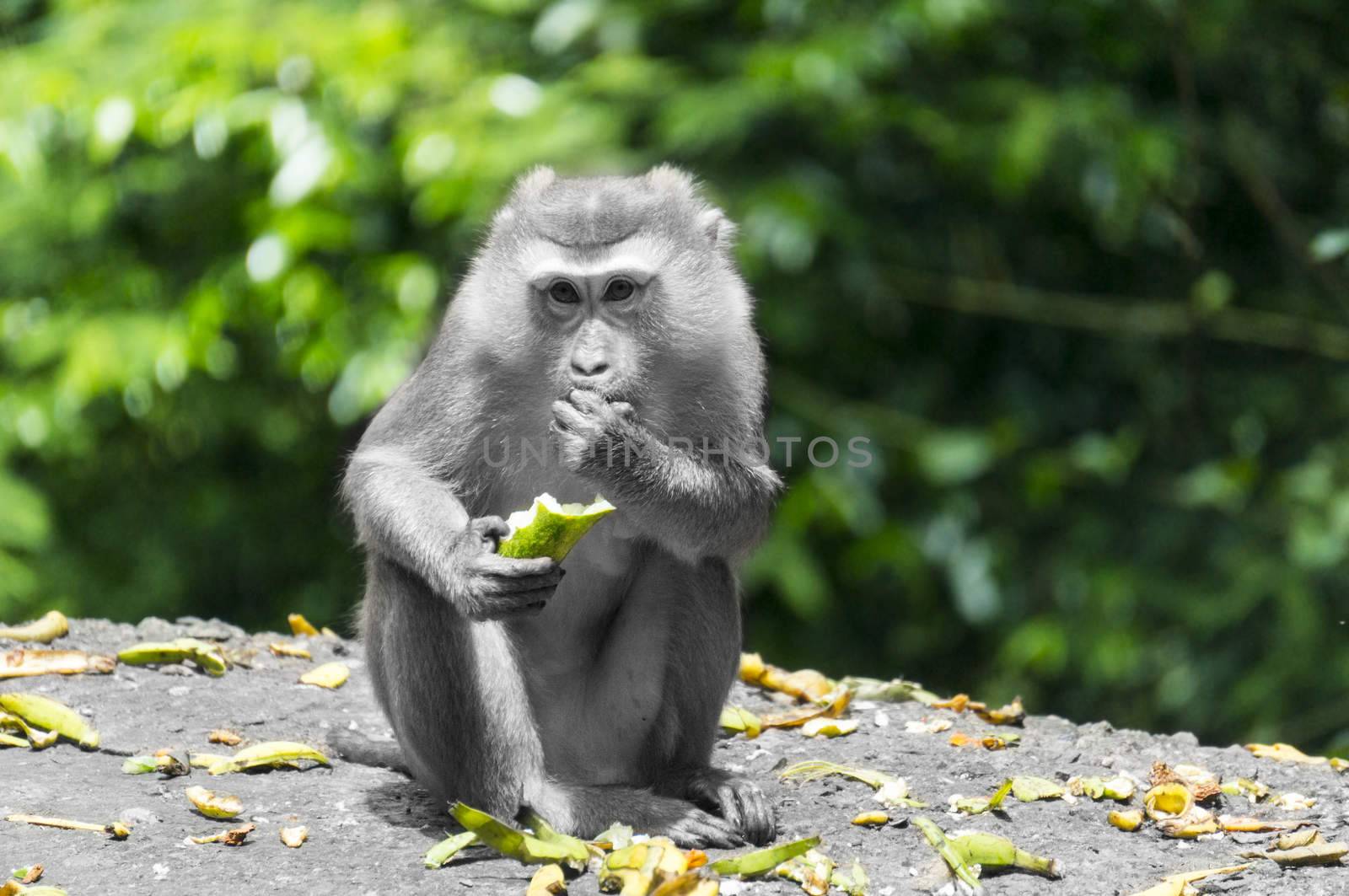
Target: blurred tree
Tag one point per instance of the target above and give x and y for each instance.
(1077, 271)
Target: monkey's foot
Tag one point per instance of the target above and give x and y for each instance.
(690, 826)
(739, 799)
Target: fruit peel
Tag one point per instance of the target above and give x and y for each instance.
(551, 529)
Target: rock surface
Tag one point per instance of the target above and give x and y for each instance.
(368, 828)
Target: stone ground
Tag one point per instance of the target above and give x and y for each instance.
(368, 828)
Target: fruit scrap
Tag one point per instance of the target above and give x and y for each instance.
(164, 763)
(737, 720)
(804, 684)
(637, 869)
(267, 754)
(22, 663)
(1202, 783)
(546, 882)
(1177, 884)
(829, 727)
(301, 626)
(45, 630)
(1292, 850)
(116, 830)
(551, 529)
(892, 691)
(1011, 714)
(330, 675)
(294, 837)
(1116, 788)
(1167, 801)
(1029, 790)
(953, 857)
(206, 656)
(53, 716)
(449, 848)
(1126, 819)
(814, 871)
(519, 845)
(212, 804)
(872, 819)
(764, 860)
(234, 837)
(1254, 791)
(991, 850)
(37, 740)
(280, 648)
(224, 736)
(892, 791)
(1285, 754)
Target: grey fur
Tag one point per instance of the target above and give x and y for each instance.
(593, 700)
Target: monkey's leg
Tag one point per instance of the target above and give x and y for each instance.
(452, 691)
(703, 657)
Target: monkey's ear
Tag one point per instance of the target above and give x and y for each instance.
(718, 228)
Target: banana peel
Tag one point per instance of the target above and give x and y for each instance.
(45, 713)
(45, 630)
(551, 529)
(24, 663)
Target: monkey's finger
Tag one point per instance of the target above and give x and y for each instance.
(490, 528)
(701, 829)
(494, 564)
(730, 806)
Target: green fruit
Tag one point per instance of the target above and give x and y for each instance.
(551, 529)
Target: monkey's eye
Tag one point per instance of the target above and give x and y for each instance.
(563, 292)
(620, 289)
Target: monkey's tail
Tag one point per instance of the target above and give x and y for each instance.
(362, 749)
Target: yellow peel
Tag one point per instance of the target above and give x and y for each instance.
(551, 529)
(53, 716)
(269, 754)
(300, 625)
(330, 675)
(45, 630)
(294, 837)
(215, 804)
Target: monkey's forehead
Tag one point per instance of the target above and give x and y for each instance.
(600, 211)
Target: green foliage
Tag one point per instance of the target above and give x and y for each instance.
(227, 231)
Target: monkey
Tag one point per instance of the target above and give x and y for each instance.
(605, 319)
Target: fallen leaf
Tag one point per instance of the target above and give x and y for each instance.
(280, 648)
(118, 830)
(330, 675)
(22, 663)
(764, 860)
(45, 630)
(267, 754)
(213, 804)
(53, 716)
(206, 656)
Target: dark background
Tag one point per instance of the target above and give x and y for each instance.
(1076, 269)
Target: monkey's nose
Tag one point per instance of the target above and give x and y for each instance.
(586, 370)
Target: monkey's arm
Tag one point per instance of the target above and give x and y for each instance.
(696, 503)
(416, 520)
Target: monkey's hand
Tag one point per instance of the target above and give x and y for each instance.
(489, 586)
(594, 433)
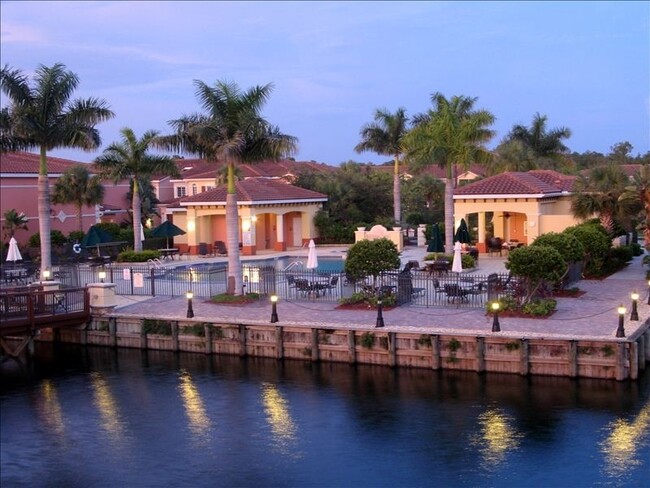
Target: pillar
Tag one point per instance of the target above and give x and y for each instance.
(280, 244)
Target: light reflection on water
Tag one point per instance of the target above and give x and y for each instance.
(132, 418)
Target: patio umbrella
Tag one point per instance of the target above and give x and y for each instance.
(457, 264)
(96, 236)
(435, 243)
(167, 229)
(312, 257)
(462, 233)
(14, 253)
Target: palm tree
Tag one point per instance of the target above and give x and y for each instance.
(384, 136)
(544, 143)
(230, 130)
(76, 185)
(129, 160)
(598, 194)
(451, 134)
(44, 117)
(635, 199)
(14, 221)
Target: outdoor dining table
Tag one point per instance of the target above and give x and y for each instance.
(169, 253)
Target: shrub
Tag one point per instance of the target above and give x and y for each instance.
(56, 237)
(137, 257)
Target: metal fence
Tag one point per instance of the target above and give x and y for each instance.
(418, 288)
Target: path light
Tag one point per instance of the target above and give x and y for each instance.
(274, 309)
(635, 313)
(190, 311)
(496, 326)
(620, 332)
(380, 315)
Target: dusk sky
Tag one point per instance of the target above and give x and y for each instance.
(585, 65)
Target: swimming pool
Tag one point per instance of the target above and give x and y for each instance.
(326, 264)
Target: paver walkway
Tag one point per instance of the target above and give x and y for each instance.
(592, 315)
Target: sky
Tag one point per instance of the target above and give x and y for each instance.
(585, 65)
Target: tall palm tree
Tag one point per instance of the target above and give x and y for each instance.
(129, 160)
(230, 130)
(384, 136)
(598, 194)
(545, 144)
(43, 116)
(76, 185)
(451, 134)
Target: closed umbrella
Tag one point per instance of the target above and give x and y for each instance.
(457, 264)
(312, 257)
(436, 244)
(167, 229)
(462, 233)
(14, 253)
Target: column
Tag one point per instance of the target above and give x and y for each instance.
(280, 244)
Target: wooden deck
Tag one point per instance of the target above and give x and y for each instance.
(25, 311)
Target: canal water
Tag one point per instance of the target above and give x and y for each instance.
(96, 417)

Job: Transcribe every line of the records above word for word, leaving out the pictures.

Result for this task:
Target: blurred tree
Tag one point per instance of the target above and give x and y for each instance.
(1077, 271)
Target: monkey's foot
Tag one point per instance of the target above and give x and y for each instance.
(690, 826)
(739, 799)
Target: fruit peel
Tag one point per instance of the target above and give x and y for each instance.
(551, 529)
Target: rock surface
Tag one point per instance of the target above and give x and y for each instance.
(368, 828)
Target: stone ground
Tag one point per instance of the target above and give x and y for each instance.
(368, 828)
Target: fruit scrap
Tag one point per instance of the target above and give x and y for each instance.
(164, 763)
(737, 720)
(804, 684)
(637, 869)
(267, 754)
(22, 663)
(1202, 783)
(546, 882)
(1177, 884)
(829, 727)
(301, 626)
(45, 630)
(1292, 850)
(116, 830)
(551, 529)
(892, 691)
(1011, 714)
(330, 675)
(294, 837)
(1116, 788)
(1167, 801)
(1029, 790)
(953, 857)
(206, 656)
(53, 716)
(449, 848)
(1126, 819)
(814, 871)
(519, 845)
(212, 804)
(872, 819)
(764, 860)
(234, 837)
(1254, 791)
(991, 850)
(37, 740)
(280, 648)
(224, 736)
(892, 791)
(1285, 754)
Target: grey fur
Tag one point per instance of the target above and give x and y for each instance.
(593, 700)
Target: monkey's leg
Tag one point per instance of the target above and give x and y for each instance.
(452, 691)
(703, 657)
Target: monkey's ear
Tag one point per instance of the target above and give x and y for each instance.
(718, 228)
Target: banana peel
Tag one point per instance of the target above and give x and y for each instance.
(45, 713)
(45, 630)
(551, 529)
(24, 663)
Target: monkey's finger
Tag one point per instance of the target above and give x and y for each instance.
(490, 528)
(701, 829)
(494, 564)
(730, 806)
Target: green fruit
Tag one point per instance of the target above and give x and y for each instance.
(551, 529)
Target: monkey's eye
Tag one point per instance of the target above and give x and y for each instance.
(563, 292)
(620, 289)
Target: monkey's tail
Tag one point per instance of the target above and give x and y for each instance.
(362, 749)
Target: yellow peel
Tag one point per instance of the target above and give x and y for each instance.
(551, 529)
(53, 716)
(269, 754)
(300, 625)
(330, 675)
(45, 630)
(294, 837)
(215, 804)
Target: monkey's forehead
Tag one point per instance of the target above and give x and y for each instance.
(600, 211)
Target: green foliage
Tag one point per instance of the target above and give x and y for each instance.
(227, 231)
Target: monkey
Tag one point per instance of the target above and give x and y for each instance.
(605, 319)
Target: fallen leaf
Tag one point per instance of the target above and give x and y for each instance.
(280, 648)
(118, 830)
(330, 675)
(22, 663)
(764, 860)
(45, 630)
(267, 754)
(213, 804)
(53, 716)
(206, 656)
Target: dark background
Tag one point per instance of the target above and give x and y for each instance.
(1076, 269)
Target: monkey's nose
Tag one point per instance of the target above and give x and y for each instance.
(586, 370)
Target: monkey's arm
Tag one point per instance of the target above and give x and y for each instance.
(696, 503)
(416, 520)
Target: monkey's hand
Tag one point per instance of the target above and give x and y for each instance.
(489, 586)
(594, 433)
Target: pillar
Tag one point per instance of the target above and give x and y for each instance.
(280, 244)
Target: light reflection on water
Tag one point per instance of the target above and give x and y for each instance.
(132, 418)
Target: patio umbrella
Tag one point per instance of the target above and give x and y for each instance.
(457, 264)
(96, 236)
(435, 243)
(167, 229)
(312, 257)
(462, 233)
(14, 253)
Target: palm tree
Tag one point per instance of the target above and give x and y for each instance.
(384, 136)
(544, 143)
(230, 130)
(76, 185)
(129, 160)
(598, 194)
(451, 134)
(44, 117)
(635, 199)
(14, 221)
Target: outdoor dining table
Tag one point per instance of the target above and give x and y for each instance.
(169, 253)
Target: shrub
Tag one point per instance of the target above and give x and y for each instance.
(56, 237)
(137, 257)
Target: metal fence
Tag one point per instance of the target above and give x and y for each instance.
(418, 288)
Target: path light
Tag one point per instance of the target above and give x and y for each instance.
(274, 309)
(635, 313)
(190, 311)
(496, 326)
(620, 332)
(380, 315)
Target: dusk sky
Tag one point per instance of the target above and give x and y for each instance.
(585, 65)
Target: swimming pool
Tag one point per instance of the target above and give x and y for each instance.
(326, 264)
Target: paver walkway
Tag one point per instance of the target above and give x and y for each instance.
(592, 315)
Target: sky
Tag one point per instance of the target above and give x and y for each instance.
(585, 65)
Target: tall palm tree
Tag one point per instance of the target above and give x and y for each instance.
(129, 160)
(230, 130)
(384, 136)
(598, 194)
(545, 144)
(43, 116)
(76, 185)
(451, 134)
Target: closed umbrella
Tag one point per instance of the target above and give x and y for each instance.
(457, 264)
(312, 257)
(436, 244)
(167, 229)
(462, 233)
(14, 253)
Target: column
Tag one point per instance of the target above and give x and y for each instance.
(280, 244)
Target: wooden deck
Tag one point per instance of the target above and give x and y for each instance.
(25, 311)
Target: canal water
Tag one point per instance of the target above and give x and y for each instance.
(96, 417)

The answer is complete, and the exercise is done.